Start of DATA SUPPLIED

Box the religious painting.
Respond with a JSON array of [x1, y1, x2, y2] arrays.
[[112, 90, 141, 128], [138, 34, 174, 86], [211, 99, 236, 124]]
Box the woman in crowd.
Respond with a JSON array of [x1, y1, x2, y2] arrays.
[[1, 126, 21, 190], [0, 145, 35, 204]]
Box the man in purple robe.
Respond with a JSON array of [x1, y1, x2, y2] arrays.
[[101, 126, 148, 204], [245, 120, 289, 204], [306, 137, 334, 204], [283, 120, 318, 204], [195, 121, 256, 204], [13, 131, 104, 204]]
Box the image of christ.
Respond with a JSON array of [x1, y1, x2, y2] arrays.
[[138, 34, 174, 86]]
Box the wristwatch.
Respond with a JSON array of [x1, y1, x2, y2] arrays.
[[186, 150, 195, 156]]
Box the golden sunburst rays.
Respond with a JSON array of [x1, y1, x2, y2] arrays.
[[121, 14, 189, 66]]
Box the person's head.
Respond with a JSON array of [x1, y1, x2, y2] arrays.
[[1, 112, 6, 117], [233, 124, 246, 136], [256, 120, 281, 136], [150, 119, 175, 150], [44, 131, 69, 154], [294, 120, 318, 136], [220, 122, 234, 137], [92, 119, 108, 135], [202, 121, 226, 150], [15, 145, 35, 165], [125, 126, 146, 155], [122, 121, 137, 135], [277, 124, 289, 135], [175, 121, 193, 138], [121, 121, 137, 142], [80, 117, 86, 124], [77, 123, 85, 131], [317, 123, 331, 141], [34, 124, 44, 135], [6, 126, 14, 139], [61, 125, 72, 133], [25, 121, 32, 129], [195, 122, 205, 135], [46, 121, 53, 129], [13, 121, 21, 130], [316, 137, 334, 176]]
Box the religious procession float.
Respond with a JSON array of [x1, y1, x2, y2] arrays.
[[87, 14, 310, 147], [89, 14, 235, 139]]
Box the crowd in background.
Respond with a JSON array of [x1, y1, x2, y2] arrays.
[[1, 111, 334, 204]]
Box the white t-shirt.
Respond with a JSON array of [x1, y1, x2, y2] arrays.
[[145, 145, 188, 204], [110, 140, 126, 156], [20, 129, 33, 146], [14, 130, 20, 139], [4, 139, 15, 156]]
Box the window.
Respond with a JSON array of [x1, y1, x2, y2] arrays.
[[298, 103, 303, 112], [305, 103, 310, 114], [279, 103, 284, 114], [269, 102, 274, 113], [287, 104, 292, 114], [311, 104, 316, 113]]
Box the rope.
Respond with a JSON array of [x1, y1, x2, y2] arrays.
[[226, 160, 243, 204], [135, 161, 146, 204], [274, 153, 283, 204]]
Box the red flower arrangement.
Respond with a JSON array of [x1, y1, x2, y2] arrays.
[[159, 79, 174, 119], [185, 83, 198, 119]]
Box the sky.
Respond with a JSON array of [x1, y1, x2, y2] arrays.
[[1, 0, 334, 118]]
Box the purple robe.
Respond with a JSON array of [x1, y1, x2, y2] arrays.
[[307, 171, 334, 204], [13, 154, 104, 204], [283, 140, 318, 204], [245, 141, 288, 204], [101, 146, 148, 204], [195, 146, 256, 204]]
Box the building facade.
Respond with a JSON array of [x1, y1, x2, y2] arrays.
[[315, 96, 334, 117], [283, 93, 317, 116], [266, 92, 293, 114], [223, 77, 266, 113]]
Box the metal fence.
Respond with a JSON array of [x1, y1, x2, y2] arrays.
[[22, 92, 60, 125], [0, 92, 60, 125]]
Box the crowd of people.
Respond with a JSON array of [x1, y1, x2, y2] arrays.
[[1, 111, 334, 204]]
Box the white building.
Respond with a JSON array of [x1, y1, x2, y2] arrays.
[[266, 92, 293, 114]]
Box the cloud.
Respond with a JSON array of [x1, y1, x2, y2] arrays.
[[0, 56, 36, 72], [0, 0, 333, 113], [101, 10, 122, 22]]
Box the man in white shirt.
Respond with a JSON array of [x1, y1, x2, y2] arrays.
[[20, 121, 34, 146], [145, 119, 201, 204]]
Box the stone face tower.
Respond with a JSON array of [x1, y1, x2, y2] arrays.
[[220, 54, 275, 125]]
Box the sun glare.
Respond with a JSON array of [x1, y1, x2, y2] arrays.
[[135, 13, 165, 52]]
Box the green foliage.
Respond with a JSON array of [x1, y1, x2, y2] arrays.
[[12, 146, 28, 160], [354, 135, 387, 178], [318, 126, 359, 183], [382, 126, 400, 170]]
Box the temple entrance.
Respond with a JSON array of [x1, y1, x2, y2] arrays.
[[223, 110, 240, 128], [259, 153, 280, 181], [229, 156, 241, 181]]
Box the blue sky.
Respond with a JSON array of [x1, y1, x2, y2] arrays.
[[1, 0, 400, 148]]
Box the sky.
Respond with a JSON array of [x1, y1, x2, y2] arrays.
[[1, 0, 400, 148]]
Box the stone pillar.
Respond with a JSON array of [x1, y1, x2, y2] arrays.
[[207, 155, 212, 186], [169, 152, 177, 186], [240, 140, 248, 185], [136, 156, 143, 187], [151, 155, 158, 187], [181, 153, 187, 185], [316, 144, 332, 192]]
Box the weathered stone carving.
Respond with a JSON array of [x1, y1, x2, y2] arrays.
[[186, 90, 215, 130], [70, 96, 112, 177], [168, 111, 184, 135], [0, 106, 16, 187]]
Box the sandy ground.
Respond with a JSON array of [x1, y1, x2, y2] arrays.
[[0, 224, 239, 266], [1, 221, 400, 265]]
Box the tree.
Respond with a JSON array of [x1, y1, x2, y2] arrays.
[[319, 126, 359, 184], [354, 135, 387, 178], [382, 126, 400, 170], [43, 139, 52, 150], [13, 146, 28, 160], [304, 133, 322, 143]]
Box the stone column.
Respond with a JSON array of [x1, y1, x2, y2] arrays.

End of DATA SUPPLIED

The lines above from the one with "Box the man in white shirt." through the one with "Box the stone column." are to be duplicated exactly, ends included, with nothing added.

REPLY TO THE EXERCISE:
Box the man in white shirt.
Respond with a JSON array of [x1, y1, x2, y2] arrays.
[[20, 121, 34, 146], [145, 119, 201, 204]]
Box the stone face tower.
Respond with a JSON array of [x1, y1, x2, y2] arrays.
[[220, 54, 275, 125]]
Box the sun glare.
Respond with a JSON array of [x1, y1, x2, y2] arrays.
[[135, 13, 165, 52]]
Box the green foliage.
Respond with a JSON array of [x1, y1, x2, y2] arrays.
[[12, 146, 28, 160], [354, 135, 387, 178], [318, 126, 359, 183], [382, 126, 400, 170]]
Box the temple entrance.
Respond with a JSON array of [x1, y1, x2, y2] arrays.
[[223, 110, 240, 128], [259, 153, 280, 181], [229, 156, 241, 181]]
Box the blue sky.
Respond with a JSON array of [x1, y1, x2, y2] arrays.
[[1, 0, 400, 148]]
Box the sky.
Respond with a JSON array of [x1, y1, x2, y2] arrays.
[[1, 0, 400, 148]]
Box the stone pillar.
Respond with a JSON array of [x1, y1, x2, y2] arrays.
[[207, 155, 212, 186], [169, 152, 177, 186], [240, 140, 248, 185], [136, 156, 143, 187], [151, 155, 158, 187], [181, 153, 187, 185], [316, 144, 332, 192]]
Box the weathered stone carving.
Respond with a JSON array of [x1, y1, x2, y2] arrays.
[[186, 90, 215, 130], [70, 96, 112, 177], [168, 111, 184, 135], [0, 106, 16, 187]]
Box the sandy ground.
Respond with a JSON array of [x1, y1, x2, y2] arrays.
[[0, 224, 239, 266], [1, 221, 400, 265]]
Box the tree.
Respond with a JSON array of [x1, y1, x2, y2] arrays.
[[319, 126, 359, 184], [354, 135, 387, 178], [382, 126, 400, 170], [43, 139, 52, 150], [13, 146, 28, 160], [304, 133, 322, 143]]
Box the stone column.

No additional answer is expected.